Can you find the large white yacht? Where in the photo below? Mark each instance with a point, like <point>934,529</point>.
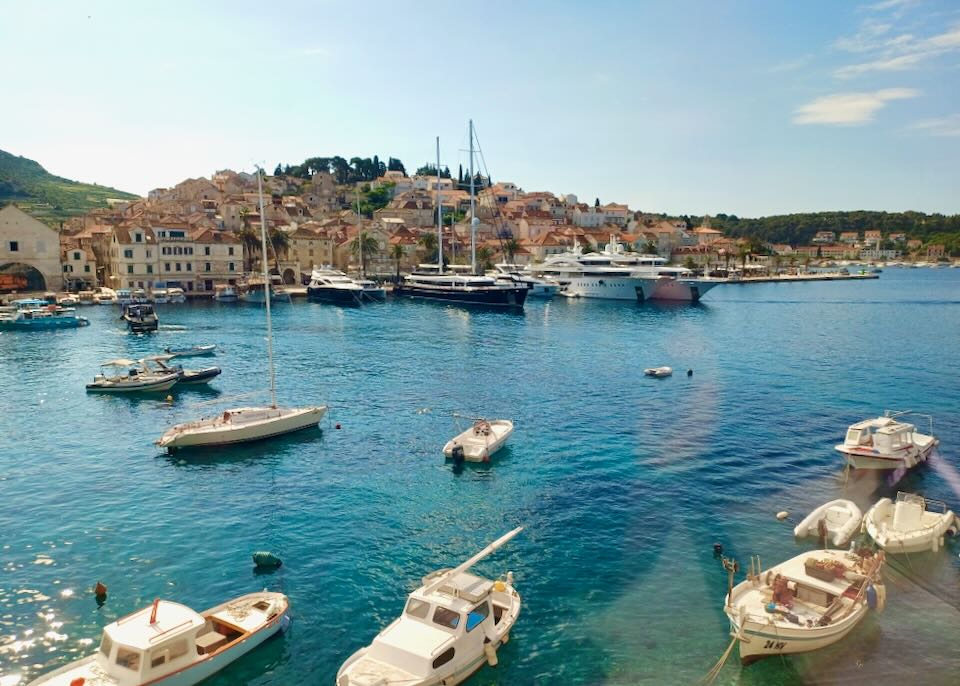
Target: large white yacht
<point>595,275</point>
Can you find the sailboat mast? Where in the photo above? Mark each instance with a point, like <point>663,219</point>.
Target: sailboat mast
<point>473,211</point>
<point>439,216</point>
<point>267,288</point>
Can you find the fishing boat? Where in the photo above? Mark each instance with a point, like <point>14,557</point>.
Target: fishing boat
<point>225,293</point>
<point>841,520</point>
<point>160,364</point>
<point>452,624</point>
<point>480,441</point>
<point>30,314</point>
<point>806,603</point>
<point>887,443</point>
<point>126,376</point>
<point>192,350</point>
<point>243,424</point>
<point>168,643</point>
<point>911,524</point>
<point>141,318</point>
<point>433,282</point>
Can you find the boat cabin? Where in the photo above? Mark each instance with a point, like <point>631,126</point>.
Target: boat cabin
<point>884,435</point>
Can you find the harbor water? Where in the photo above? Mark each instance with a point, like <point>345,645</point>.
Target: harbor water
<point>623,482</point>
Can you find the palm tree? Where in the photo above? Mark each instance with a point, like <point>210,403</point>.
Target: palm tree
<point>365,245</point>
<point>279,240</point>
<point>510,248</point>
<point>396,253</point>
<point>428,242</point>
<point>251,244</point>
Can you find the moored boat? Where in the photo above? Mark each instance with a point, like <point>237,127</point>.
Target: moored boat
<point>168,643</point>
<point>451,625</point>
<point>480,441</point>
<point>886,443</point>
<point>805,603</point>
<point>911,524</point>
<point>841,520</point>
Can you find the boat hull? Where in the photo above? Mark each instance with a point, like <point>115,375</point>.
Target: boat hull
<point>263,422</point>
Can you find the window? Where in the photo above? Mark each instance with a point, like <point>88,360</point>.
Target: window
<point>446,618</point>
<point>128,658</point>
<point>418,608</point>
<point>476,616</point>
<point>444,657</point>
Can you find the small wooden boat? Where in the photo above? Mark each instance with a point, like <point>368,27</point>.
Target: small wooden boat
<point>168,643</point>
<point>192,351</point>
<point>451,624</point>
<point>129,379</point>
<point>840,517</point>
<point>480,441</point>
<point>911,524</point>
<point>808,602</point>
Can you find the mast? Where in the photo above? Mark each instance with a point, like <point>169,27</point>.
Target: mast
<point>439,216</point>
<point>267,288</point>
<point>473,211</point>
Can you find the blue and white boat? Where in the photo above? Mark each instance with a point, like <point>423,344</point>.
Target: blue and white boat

--------------------

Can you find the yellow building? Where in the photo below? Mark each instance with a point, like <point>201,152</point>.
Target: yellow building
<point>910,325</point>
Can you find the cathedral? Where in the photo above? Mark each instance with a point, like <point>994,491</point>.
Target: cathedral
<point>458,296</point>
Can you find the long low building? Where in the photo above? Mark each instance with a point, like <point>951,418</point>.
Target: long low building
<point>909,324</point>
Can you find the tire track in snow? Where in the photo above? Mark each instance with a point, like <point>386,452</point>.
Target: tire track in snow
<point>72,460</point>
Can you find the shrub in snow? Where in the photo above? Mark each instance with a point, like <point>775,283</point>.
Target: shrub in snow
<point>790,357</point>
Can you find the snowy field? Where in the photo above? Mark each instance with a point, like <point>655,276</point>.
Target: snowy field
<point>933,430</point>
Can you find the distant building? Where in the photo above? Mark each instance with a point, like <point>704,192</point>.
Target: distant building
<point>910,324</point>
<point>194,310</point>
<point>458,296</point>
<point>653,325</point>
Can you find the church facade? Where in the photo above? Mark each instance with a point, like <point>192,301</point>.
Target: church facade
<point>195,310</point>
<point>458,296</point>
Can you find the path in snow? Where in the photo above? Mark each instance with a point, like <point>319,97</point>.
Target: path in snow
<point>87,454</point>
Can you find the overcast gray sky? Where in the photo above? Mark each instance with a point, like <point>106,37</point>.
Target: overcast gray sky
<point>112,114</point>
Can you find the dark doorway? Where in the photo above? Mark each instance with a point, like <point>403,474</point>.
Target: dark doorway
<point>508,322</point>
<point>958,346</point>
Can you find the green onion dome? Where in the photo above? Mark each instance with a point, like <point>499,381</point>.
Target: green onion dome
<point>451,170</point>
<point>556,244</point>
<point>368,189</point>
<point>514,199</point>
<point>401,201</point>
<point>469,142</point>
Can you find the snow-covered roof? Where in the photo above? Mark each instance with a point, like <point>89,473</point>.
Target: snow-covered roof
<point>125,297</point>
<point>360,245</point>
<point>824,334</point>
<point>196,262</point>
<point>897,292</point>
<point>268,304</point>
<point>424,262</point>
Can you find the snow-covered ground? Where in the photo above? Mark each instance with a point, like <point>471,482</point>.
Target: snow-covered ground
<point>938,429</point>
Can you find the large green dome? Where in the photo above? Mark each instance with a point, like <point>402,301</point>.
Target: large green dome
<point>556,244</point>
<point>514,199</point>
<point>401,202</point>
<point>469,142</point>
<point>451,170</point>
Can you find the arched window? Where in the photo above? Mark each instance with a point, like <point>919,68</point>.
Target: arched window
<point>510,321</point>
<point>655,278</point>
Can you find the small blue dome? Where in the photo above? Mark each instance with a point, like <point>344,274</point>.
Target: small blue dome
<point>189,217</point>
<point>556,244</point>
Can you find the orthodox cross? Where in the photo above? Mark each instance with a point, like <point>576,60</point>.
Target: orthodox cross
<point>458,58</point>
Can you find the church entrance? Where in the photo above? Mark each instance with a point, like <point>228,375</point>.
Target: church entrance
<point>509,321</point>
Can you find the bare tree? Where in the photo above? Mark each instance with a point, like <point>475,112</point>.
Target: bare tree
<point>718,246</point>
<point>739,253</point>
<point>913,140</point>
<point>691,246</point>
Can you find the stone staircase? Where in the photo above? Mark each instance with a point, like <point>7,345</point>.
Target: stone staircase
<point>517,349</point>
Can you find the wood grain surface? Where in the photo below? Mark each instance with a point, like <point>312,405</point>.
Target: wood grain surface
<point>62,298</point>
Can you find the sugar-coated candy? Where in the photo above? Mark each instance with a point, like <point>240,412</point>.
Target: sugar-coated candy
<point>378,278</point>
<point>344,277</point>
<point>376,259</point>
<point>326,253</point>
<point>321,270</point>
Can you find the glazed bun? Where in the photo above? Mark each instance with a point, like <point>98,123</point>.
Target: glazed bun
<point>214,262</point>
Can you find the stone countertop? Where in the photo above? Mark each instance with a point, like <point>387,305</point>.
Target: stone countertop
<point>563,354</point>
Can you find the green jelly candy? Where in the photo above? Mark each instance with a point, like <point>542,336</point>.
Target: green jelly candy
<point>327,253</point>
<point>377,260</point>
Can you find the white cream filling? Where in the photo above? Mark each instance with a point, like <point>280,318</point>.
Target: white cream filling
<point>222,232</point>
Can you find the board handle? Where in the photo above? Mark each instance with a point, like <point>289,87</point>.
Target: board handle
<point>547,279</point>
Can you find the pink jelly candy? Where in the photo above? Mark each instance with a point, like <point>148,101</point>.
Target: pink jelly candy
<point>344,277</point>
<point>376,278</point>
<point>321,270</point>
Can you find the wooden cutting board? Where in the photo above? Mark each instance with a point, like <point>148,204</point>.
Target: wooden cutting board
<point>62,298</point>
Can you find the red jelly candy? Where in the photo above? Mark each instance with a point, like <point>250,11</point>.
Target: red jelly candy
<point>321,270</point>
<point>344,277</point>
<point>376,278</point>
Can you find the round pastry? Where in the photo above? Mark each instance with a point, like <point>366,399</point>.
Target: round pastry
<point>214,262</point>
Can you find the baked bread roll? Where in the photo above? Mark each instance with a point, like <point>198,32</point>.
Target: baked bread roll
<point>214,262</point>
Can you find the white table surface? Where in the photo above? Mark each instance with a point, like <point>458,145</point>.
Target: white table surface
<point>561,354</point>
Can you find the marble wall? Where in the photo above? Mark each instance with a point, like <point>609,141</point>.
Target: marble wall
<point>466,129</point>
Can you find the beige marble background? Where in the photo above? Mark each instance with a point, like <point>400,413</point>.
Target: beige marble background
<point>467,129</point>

--------------------

Tally every line of the data that holds the word "below" and write the count alone.

3